**Instructions for the task**
Format the records as a numbered list, starting at the line that contains "Please segment every instance of the cooktop" and continuing through the end of the records, with blank lines omitted.
-- -- --
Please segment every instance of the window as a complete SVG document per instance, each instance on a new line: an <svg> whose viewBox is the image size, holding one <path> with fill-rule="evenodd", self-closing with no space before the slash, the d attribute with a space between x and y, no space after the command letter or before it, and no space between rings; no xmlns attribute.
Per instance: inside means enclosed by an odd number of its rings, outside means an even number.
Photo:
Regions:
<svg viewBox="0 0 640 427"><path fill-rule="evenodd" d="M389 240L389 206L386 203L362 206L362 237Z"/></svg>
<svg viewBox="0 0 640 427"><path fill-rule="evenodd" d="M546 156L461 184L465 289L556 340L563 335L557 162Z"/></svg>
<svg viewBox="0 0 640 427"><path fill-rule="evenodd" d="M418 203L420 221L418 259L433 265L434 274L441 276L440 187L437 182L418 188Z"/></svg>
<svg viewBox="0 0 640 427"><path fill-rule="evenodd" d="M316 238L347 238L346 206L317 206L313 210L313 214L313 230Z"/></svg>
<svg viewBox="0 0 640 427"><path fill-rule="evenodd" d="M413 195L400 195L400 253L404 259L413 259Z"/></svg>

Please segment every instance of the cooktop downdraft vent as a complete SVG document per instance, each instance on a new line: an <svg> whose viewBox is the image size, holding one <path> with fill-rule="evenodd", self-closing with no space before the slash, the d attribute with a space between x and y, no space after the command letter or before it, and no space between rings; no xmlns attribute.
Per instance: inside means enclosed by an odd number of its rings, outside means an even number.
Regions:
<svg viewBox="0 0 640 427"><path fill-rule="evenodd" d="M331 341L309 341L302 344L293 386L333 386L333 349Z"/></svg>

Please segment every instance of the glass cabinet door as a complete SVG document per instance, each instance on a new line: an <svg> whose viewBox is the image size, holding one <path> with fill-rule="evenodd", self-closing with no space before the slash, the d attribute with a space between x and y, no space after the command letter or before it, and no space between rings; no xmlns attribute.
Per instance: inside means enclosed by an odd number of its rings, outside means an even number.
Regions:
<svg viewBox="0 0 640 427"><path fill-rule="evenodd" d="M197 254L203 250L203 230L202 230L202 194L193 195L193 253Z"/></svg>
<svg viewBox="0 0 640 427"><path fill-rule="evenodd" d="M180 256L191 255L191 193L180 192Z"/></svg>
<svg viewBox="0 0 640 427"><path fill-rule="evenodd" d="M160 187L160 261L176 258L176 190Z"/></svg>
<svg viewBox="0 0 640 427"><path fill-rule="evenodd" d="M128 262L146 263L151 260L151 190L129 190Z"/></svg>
-- -- --
**The answer**
1. Please segment every instance of the cooktop downdraft vent as a complete SVG document per instance, each instance on a new line: an <svg> whose viewBox is the image size, holding one <path> with fill-rule="evenodd", self-closing with no space before the slash, the d attribute with a space between x and y, no space after the command letter or before it, and no space between rings; no xmlns attribute.
2. Per instance: inside means enclosed by an odd number of its rings, outside means an even number.
3. Regions:
4. <svg viewBox="0 0 640 427"><path fill-rule="evenodd" d="M331 341L309 341L302 344L293 386L333 386L333 349Z"/></svg>
5. Please segment every instance of the glass cabinet door as a complete SVG document per instance, each instance on a new line: an <svg> whose viewBox is the image size, holding one <path> with fill-rule="evenodd", self-closing with no space before the slash, the d attribute with a space between x and y, no space after the command letter or before it, and no space between rings; no xmlns attribute.
6. Per instance: inside means enclosed by an odd number of its rings, outside means an even number.
7. Regions:
8. <svg viewBox="0 0 640 427"><path fill-rule="evenodd" d="M197 254L203 250L203 230L202 230L202 194L193 195L193 253Z"/></svg>
9. <svg viewBox="0 0 640 427"><path fill-rule="evenodd" d="M180 256L191 255L191 193L180 192Z"/></svg>
10. <svg viewBox="0 0 640 427"><path fill-rule="evenodd" d="M160 187L160 261L176 258L176 190Z"/></svg>
11. <svg viewBox="0 0 640 427"><path fill-rule="evenodd" d="M128 262L146 263L151 260L151 190L129 190Z"/></svg>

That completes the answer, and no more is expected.